§ **Text for analysis**
=====
Get Creative, Organized and Active
I blur the lines between arts advocacy and arts activism. While both done with respect and openness, the energy is given toward social progress. I pursue positive change rather than resistance. A Carl Jung archetype test told me:
You’re the Rebel! You see injustice everywhere and you want to shake up the entire system. You’re deeply principled but you’re a free spirit with few boundaries. You have the potential to really change things.
A friend once told me, “Shawn, you put the active in activism.”
Everyone has their own advocacy and activism aesthetic. Go with the strategies that you find are not only effective, but are the most personally fulfilling to you. Here is a brief list of optional activities:
- Make, see, experience, produce, sponsor, facilitate or teach the arts.
- Organize weekly political action gatherings as neighbors and citizens.
- Request meetings with local, state and federal policymakers and legislative staff.
- Call! Call! Call! Call! Call! Call! Call! Call! Call! Call! Call!
- Attend Town Halls.
- Advocate at your state capital.
- Create or help distribute advocacy videos such as this one by Artists for the Arts.
- Send postcards or personalized letters.
- Send personalized emails. Let them know you’re an artist and you vote!
- Send auto-emails.
- Sign petitions.
- Organize or participate in an artistic demonstration.
- Make public art.
- Protest. (FYI: Chicago has a lending library of handmade protest banners.)
- Boycott.
- Sit-in or hold an occupation.
- Join a committee or board.
- Contribute to the research, collect evidence.
- Invite policymakers to artistic events.
- Offer artistic contributions to political events (find the ethical and political alignment first, get commitment from the legislator).
- Run for office.

Know Your Audience
Look up members of Congress for the districts you live in, work in, have family in or went to school in. Find out their arts support records, active committees and caucuses, what types of events they attend most often, issues mentioned on their social media and websites, biography and family/personal life.
Some legislators are making bold stances against the new administration. Some are in a purple zone of Republicanism combined with a declared disdain for Trump. For example, the office of one IL Republican, which had a large portrait of Ronald Reagan and a garbage bin full of Women’s March postcards, has stated that no agency should be zeroed out of the FY18 budget.
Prep Your Pitch
AFTA started our arts advocacy summit with some brief training on the art of storytelling. Preparing us for in-person meetings with legislators and legislative staff, they advised:
Begin with the end in mind, set the stage and establish the stakes, paint the picture with an example, describe the fight, surprise the legislator, introduce the potential for success, and finish with a hook (mic drop, ask for their commitment). All in 2 minutes.
They also suggested we combine a real-life examples from our district or state with research and data. Present no story without a number, no number without a story. AFTA provides arts facts and figures to help you backup your case on multiple issues: from preparing students better for the workplace, to the arts and culture as a $24.1B export industry, from economic impact of the arts by district to millions of arts jobs; from shorter hospital stays to how the arts are unifying communities. Several other arts and culture associations also provide statistics and advocacy resources with more detail for certain districts and disciplines.

Bring Your Passion and Humility
During Arts Advocacy Day 2017, I was honored by having five great meetings with legislative staff and had a good time running around the Hill. Special thanks go to the friends who housed me on their guest beds, and to Jonathan VanderBrug and the entire IL delegation for their hard work and camaraderie. I loved how we pursued for Secretary of State Madeleine Albright down a hallway in order for me to shake her hand and talk to her about arts and cultural exchange with Egypt. She lit up with a genuine smile, but we weren’t able to catch a picture. Life in real time is not always a documentary.
The last thing I will leave you with is a lesson learned. Don’t have the minute when you meet Ben Vereen be while you are finishing a donut.
=====
§ **Task item**
Write out everything in the arts advocacy text from "Everyone has their" down to "for the Arts.", word for word.

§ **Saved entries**
=====
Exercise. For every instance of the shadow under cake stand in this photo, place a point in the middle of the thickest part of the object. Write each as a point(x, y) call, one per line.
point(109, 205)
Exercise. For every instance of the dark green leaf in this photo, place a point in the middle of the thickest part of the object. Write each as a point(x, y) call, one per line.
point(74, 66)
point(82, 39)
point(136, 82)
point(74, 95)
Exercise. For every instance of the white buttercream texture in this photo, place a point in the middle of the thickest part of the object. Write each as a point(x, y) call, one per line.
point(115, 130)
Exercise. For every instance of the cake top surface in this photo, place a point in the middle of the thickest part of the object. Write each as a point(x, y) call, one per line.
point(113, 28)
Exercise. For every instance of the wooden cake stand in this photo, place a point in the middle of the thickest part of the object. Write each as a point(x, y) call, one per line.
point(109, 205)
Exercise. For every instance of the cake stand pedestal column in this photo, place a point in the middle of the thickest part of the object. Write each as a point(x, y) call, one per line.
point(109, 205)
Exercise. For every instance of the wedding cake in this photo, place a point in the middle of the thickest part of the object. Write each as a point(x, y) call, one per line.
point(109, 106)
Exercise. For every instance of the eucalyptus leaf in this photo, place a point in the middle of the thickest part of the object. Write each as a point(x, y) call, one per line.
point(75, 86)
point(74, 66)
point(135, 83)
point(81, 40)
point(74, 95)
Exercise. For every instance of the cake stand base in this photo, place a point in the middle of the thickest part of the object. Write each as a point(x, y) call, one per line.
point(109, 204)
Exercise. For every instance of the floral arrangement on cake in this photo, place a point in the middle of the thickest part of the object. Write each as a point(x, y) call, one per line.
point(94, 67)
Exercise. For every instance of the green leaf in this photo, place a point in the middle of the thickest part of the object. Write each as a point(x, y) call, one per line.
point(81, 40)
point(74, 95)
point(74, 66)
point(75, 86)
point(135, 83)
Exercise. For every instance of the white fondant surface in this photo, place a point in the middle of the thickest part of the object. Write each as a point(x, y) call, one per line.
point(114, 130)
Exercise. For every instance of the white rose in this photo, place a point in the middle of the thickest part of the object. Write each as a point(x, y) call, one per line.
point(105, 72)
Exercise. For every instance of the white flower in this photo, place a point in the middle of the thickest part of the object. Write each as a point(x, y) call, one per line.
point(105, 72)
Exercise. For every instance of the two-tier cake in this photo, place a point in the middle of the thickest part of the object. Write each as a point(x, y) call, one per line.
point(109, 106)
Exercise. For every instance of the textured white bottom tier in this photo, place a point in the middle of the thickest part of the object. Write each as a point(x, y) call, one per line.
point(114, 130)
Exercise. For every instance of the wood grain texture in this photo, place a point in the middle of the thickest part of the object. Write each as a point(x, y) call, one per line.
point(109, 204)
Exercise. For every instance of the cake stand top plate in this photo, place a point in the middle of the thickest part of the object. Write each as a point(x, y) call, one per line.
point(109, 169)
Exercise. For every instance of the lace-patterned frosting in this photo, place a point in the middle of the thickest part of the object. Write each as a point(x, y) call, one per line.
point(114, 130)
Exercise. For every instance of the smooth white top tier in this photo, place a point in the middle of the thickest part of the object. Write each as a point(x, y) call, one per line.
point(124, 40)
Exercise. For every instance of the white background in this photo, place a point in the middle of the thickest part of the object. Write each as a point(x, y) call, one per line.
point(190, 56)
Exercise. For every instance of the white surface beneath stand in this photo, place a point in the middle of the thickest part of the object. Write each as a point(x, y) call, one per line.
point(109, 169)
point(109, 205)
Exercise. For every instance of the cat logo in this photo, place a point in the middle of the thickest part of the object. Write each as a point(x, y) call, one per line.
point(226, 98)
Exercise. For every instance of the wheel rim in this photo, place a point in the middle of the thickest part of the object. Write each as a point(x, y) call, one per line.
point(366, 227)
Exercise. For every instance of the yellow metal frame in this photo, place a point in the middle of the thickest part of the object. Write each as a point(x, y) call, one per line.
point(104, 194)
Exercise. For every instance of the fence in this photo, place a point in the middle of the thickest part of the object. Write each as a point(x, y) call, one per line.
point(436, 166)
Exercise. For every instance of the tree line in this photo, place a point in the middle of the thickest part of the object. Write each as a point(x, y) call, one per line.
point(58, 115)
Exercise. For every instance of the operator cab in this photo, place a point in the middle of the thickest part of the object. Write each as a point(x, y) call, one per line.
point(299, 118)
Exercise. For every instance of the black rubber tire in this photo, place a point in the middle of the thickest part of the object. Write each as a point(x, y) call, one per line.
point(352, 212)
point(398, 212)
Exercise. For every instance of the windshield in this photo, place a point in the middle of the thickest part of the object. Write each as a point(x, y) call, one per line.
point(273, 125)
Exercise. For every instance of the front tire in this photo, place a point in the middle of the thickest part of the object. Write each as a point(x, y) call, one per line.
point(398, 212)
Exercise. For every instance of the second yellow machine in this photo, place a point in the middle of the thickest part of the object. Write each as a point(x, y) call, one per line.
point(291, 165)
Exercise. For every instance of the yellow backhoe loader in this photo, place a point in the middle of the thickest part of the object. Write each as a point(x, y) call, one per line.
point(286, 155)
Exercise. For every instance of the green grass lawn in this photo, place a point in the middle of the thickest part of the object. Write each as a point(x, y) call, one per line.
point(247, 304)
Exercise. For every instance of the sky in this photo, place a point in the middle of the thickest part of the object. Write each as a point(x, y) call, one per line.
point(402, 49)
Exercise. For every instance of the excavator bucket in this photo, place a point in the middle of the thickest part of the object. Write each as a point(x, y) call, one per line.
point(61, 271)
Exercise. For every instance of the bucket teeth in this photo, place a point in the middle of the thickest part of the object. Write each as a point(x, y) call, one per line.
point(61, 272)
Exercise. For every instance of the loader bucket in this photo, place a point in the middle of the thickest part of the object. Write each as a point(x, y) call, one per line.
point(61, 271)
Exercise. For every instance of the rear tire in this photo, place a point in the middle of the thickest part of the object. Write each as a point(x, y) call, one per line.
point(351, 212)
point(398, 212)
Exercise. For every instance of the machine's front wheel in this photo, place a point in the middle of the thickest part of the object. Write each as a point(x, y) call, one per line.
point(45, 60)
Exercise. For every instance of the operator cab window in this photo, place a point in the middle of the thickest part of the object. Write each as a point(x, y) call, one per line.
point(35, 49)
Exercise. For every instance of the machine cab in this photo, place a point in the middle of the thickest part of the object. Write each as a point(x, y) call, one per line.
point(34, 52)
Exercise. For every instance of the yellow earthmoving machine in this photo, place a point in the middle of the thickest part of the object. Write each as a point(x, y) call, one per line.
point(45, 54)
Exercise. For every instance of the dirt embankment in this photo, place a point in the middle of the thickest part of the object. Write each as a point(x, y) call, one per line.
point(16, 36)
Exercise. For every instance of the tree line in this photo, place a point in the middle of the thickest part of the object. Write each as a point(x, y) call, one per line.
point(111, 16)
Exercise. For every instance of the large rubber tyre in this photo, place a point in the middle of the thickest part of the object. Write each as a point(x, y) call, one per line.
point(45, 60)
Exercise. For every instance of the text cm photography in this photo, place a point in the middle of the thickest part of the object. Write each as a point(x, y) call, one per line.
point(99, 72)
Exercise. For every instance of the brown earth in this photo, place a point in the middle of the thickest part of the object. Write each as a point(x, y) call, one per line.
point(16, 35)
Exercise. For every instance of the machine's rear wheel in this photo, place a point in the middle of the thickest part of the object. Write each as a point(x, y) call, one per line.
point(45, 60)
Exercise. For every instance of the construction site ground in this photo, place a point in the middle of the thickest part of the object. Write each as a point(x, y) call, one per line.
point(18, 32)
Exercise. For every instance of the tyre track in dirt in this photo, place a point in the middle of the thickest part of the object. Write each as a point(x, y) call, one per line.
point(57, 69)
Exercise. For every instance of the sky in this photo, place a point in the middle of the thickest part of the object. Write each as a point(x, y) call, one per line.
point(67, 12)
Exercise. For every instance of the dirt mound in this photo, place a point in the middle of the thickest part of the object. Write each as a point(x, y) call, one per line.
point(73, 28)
=====
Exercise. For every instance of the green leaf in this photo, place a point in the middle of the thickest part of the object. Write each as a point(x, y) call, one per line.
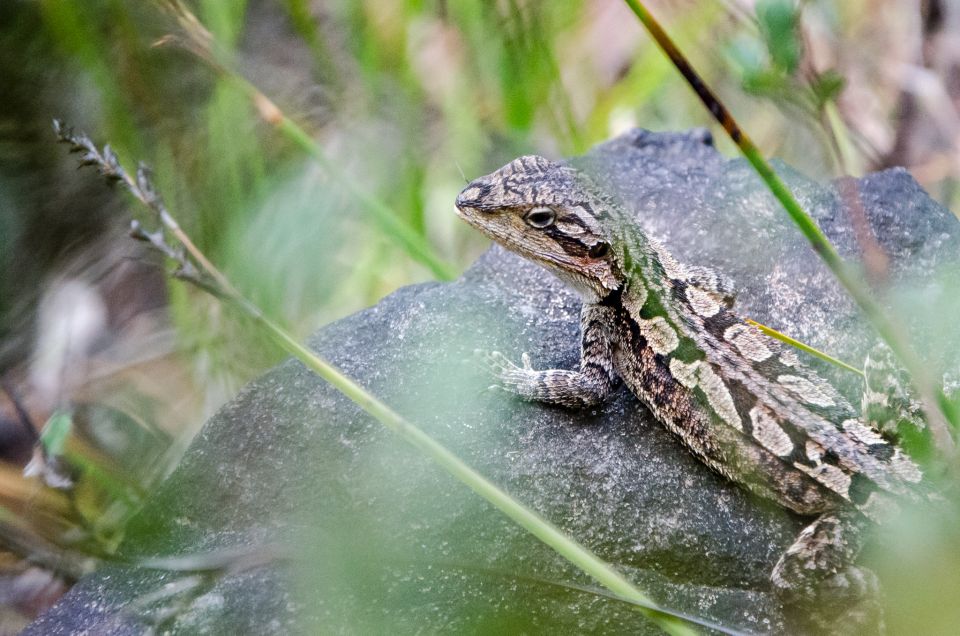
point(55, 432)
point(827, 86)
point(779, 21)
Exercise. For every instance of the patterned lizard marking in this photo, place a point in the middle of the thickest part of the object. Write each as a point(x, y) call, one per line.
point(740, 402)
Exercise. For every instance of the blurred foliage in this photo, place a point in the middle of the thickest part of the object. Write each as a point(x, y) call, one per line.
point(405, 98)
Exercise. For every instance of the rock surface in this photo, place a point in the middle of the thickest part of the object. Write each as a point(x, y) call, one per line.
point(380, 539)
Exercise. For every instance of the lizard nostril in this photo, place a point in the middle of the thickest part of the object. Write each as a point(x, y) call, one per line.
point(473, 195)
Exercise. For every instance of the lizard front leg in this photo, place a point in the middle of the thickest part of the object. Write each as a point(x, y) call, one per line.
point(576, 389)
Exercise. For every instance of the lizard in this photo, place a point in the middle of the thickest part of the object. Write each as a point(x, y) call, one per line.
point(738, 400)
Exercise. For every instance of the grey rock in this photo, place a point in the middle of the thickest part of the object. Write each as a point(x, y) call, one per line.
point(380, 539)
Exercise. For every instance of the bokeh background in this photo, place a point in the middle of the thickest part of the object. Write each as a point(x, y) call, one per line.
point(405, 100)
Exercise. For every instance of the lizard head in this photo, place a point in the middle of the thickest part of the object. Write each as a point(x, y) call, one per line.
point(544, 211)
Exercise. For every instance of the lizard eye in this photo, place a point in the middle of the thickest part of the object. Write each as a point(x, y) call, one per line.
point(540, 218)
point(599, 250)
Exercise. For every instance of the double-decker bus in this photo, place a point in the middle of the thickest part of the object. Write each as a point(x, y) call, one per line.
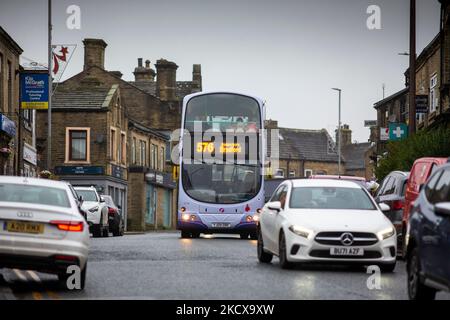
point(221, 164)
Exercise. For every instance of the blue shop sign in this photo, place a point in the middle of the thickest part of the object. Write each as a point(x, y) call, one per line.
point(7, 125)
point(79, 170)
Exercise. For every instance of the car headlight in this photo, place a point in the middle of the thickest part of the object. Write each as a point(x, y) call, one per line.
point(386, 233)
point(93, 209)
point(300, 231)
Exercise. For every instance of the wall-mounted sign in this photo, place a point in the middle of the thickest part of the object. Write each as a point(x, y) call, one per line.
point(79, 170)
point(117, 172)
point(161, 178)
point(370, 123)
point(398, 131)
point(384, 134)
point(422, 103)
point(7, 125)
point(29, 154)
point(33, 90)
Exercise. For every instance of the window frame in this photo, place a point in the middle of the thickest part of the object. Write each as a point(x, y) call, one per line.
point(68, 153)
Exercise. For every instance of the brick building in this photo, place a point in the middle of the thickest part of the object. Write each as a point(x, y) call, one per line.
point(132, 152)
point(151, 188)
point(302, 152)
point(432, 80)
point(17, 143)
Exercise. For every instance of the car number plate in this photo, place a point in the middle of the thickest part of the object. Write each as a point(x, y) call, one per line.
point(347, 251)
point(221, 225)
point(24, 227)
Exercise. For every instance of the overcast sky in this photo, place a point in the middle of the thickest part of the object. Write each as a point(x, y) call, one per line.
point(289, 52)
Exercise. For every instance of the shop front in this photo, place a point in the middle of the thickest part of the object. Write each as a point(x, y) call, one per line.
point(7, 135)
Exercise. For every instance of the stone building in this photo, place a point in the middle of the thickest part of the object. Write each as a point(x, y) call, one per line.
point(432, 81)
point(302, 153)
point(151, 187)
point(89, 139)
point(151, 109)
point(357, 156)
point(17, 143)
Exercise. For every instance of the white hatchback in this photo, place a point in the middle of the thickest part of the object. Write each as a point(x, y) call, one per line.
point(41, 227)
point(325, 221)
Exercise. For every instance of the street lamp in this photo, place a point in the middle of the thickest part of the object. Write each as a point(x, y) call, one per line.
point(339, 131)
=====
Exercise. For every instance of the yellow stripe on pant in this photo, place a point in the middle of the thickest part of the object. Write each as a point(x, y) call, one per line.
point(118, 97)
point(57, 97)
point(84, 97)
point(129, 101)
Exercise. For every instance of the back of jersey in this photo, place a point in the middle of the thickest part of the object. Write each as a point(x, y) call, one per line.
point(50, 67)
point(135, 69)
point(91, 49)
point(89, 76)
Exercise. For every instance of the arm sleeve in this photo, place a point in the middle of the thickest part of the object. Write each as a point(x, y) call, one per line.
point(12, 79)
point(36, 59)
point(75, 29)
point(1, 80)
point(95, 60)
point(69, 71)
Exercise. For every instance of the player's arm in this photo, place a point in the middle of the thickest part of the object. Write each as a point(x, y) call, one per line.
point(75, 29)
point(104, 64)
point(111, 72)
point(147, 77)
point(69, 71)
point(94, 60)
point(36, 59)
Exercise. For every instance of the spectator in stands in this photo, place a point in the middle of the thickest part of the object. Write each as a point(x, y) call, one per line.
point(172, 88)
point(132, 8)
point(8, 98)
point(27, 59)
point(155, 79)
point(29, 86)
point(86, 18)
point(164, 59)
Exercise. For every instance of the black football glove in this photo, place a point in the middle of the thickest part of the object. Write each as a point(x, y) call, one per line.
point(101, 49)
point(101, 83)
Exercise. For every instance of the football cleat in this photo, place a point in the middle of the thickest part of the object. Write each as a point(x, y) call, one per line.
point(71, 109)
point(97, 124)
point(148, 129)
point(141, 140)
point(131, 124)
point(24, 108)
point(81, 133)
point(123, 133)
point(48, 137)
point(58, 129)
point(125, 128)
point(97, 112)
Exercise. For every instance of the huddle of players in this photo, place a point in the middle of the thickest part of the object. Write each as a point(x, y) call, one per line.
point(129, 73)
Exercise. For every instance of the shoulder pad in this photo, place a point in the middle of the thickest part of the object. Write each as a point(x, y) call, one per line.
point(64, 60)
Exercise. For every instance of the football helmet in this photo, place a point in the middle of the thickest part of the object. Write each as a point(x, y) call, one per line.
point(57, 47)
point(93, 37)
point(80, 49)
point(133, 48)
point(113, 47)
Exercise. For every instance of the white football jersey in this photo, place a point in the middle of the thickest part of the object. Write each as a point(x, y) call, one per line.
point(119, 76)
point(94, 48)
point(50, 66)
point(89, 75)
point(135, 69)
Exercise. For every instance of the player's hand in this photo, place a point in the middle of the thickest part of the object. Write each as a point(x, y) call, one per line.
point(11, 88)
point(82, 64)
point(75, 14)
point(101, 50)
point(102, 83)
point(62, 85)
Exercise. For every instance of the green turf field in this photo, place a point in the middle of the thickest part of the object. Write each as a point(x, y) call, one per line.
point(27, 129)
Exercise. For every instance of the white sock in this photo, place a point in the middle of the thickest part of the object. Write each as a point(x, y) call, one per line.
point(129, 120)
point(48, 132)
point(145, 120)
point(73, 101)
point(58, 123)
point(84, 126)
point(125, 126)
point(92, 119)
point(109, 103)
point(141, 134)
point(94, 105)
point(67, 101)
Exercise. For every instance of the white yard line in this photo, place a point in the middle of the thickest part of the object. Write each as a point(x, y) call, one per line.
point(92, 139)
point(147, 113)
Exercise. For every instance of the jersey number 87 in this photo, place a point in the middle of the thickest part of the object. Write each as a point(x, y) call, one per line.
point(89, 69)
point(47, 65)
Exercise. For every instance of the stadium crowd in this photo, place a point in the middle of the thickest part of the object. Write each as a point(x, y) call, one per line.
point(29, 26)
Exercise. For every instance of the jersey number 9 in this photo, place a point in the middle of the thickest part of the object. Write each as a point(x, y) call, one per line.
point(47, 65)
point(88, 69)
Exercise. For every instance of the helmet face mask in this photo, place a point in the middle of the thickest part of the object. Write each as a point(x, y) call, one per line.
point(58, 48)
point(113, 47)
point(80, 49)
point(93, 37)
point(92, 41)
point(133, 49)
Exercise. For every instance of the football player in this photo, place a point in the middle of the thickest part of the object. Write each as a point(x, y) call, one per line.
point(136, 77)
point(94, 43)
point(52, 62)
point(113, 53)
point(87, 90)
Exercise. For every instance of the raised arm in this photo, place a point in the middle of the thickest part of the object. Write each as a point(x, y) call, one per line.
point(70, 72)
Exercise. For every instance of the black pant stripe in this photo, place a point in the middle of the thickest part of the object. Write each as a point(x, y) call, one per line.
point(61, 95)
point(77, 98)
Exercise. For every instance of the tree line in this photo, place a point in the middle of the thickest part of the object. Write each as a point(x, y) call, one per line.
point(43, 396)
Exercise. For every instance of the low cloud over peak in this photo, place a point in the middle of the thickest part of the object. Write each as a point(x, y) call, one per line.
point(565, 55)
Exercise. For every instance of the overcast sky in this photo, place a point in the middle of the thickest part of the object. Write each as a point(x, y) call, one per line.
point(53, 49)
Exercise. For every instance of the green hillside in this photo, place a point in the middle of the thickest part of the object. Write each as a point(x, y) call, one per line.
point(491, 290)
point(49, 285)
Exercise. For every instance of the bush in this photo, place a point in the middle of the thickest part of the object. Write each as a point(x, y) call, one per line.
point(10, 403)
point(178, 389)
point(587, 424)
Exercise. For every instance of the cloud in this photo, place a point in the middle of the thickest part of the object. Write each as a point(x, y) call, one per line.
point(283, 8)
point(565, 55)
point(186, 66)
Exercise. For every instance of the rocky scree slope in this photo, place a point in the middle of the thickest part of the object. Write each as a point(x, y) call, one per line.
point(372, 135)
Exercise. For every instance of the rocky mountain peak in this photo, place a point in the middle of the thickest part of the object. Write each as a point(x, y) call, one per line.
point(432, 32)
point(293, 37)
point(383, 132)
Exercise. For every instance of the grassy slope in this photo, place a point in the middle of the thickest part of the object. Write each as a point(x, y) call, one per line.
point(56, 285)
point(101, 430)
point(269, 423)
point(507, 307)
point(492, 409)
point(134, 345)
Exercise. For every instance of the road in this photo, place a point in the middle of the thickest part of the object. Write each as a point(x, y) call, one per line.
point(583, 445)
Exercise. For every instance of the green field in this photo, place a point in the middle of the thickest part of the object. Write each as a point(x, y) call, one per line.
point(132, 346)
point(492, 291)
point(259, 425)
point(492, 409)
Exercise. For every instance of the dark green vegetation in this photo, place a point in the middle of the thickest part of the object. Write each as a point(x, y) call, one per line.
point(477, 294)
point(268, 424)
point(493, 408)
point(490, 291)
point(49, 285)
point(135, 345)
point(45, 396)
=====
§ **Solution to the exercise**
Everyone has their own advocacy and activism aesthetic. Go with the strategies that you find are not only effective, but are the most personally fulfilling to you. Here is a brief list of optional activities:
- Make, see, experience, produce, sponsor, facilitate or teach the arts.
- Organize weekly political action gatherings as neighbors and citizens.
- Request meetings with local, state and federal policymakers and legislative staff.
- Call! Call! Call! Call! Call! Call! Call! Call! Call! Call! Call!
- Attend Town Halls.
- Advocate at your state capital.
- Create or help distribute advocacy videos such as this one by Artists for the Arts.